Exercícios propostos:
A - Responda às perguntas abaixo com base no texto sobre o litoral sul.
(i) Segundo o Tratado de Tordesilhas, em torno de qual cidade atual se fixava o limite sul das terras de Portugal?
(ii) Qual era o último ponto da ocupação portuguesa?
(iii) Que nome os portugueses davam ao vasto território situado abaixo desse ponto?
B - Escreva a continuação do texto sobre o litoral sul, começando logo após a última frase apresentada.

Texto fornecido:
Em Direção
ao Rio da Prata
Durante
muito tempo o litoral extremo sul da América não foi ocupado
efetivamente pelos portugueses. Pelo Tratado de Tordesilhas, o limite sul
das terras de Portugal no continente americano fixava-se mais ou menos
em torno da atual cidade de Laguna, em Santa Catarina. Mas ninguém
sabia ao certo onde se localizavam os limites dessas terras.
Até
o século XVII a presença portuguesa restringia-se à
capitania de São Vicente e a alguns pontos do atual litoral paranaense.
O último ponto da ocupação portuguesa era a vila de
Paranaguá. Abaixo dela havia um vasto território, onde praticamente
nada existia, chamado pelos portugueses de Continente do Rio Grande. Em
meados do século XVII os paulistas começaram a explorar as
baixadas do litoral sul, descobrindo ouro no leito dos rios - ouro de lavagem.

Extrato de dados:
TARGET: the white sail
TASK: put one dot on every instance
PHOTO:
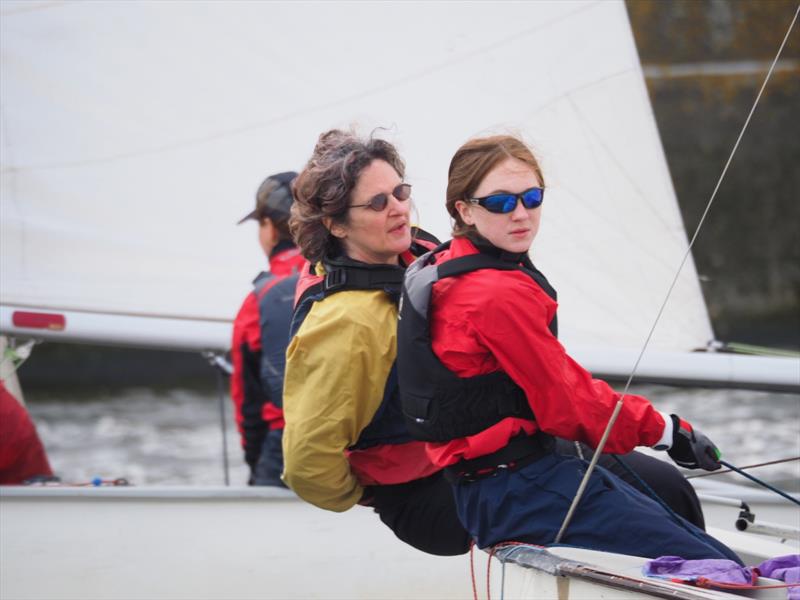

Respostas das tarefas:
A -
(i) Em torno da atual cidade de Laguna, em Santa Catarina.
(ii) A vila de Paranaguá.
(iii) Continente do Rio Grande.

B -
Essa descoberta atraiu povoadores, ocasionando, já na segunda metade
do século, a fundação de vilas no litoral: São
Francisco do Sul, em 1658, Desterro ( atual Florianópolis, na ilha
de Santa Catarina), em 1675, e Laguna, em 1688. O nome dado ao povoado
de Desterro (solidão, banimento), dimensiona o isolamento e a distância
desses novos núcleos que surgiram.
No entanto,
o sul do continente americano abrigara as missões jesuíticas,
destruídas pelos bandeirantes apresadores de índios. O gado,
criado pelos jesuítas, ficou abandonado, espalhando-se livremente
pelos campos do Viamão (atual Rio Grande do Sul). Esse gado vai
servir de base para a ocupação dessa área, na medida
em que os paulistas perceberam que podiam dedicar-se a seu apresamento,
atividade mais rendosa do que o ouro de aluvião, que, além
de escasso, não apresentava muita lucratividade. O surgimento desses
povoados coincidiu com o declínio do ouro de lavagem.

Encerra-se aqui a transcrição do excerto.